§ **Excerpts from a dataset**:
-=-=-

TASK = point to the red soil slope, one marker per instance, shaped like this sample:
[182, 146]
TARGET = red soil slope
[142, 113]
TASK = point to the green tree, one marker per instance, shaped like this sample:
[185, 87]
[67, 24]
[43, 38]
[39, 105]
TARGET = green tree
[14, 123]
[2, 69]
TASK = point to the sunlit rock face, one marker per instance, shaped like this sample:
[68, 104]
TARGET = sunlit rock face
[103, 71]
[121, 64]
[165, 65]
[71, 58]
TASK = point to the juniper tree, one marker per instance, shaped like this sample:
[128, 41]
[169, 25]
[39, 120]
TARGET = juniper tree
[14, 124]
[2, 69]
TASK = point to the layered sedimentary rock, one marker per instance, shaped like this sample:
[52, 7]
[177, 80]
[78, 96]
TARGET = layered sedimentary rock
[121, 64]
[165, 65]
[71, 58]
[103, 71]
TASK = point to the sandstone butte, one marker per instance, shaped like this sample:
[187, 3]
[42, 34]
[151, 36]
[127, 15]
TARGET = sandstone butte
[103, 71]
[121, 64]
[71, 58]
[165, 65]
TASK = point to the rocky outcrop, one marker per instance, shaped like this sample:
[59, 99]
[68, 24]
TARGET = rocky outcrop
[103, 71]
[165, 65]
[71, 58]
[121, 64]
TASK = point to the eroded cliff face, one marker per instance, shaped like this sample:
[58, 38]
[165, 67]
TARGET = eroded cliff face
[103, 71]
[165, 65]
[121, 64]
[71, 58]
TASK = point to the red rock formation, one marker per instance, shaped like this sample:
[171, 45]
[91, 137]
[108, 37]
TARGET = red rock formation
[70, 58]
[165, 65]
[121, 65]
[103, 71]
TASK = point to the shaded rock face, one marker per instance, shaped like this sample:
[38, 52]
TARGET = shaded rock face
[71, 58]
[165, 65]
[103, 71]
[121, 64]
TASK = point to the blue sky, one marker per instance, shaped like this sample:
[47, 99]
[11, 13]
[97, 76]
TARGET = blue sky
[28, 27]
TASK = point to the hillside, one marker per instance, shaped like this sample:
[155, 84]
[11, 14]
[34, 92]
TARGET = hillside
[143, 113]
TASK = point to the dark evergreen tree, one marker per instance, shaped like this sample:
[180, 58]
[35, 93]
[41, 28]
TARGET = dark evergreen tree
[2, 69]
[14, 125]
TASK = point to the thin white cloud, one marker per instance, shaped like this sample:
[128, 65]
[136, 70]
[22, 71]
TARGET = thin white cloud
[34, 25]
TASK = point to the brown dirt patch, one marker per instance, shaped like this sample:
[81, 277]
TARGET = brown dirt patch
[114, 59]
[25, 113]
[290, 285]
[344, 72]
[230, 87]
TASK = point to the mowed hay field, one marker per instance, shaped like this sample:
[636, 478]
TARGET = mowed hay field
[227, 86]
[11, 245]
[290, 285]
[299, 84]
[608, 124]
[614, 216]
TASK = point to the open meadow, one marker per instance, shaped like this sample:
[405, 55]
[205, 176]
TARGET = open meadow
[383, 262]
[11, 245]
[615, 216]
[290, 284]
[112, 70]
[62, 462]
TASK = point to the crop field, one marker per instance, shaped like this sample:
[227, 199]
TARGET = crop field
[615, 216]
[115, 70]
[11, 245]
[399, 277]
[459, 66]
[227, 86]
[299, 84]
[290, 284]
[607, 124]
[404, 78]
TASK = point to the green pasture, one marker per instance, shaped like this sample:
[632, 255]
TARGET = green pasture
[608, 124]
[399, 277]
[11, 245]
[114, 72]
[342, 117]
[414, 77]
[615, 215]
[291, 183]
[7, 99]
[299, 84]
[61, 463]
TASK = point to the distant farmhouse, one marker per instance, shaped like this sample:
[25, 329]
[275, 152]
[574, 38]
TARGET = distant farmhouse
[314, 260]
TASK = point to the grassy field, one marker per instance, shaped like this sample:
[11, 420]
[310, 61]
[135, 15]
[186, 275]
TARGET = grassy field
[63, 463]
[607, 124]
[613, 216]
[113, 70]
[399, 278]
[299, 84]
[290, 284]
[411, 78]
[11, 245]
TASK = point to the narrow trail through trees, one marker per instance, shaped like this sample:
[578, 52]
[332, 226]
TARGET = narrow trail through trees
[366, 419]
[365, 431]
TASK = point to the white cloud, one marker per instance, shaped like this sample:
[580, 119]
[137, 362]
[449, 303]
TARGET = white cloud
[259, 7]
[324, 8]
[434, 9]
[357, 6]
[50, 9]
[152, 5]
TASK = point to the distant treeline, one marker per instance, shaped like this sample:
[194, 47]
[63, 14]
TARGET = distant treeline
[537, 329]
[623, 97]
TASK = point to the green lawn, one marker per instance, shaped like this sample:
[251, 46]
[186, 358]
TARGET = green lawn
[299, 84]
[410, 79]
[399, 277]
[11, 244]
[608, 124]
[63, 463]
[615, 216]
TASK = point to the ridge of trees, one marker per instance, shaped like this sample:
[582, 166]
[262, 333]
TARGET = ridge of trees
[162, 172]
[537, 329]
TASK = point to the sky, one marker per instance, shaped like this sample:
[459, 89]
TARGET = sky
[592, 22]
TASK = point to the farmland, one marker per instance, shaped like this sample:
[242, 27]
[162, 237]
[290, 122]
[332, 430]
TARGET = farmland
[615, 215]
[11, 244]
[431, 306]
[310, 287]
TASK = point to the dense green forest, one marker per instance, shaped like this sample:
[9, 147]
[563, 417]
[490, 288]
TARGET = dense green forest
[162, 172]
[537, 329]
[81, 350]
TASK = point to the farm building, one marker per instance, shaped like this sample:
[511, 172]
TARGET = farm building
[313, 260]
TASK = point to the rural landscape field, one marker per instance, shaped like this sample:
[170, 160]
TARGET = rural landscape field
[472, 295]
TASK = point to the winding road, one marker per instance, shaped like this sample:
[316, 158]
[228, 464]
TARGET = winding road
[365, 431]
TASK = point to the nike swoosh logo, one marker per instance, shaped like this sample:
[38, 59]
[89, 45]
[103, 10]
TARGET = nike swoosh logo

-=-=-

Note every line above where the string "logo" shows up, and copy those lines.

§ **Exercise solution**:
TASK = point to the nike swoosh logo, one marker per instance, shaped like this sample:
TARGET = nike swoosh logo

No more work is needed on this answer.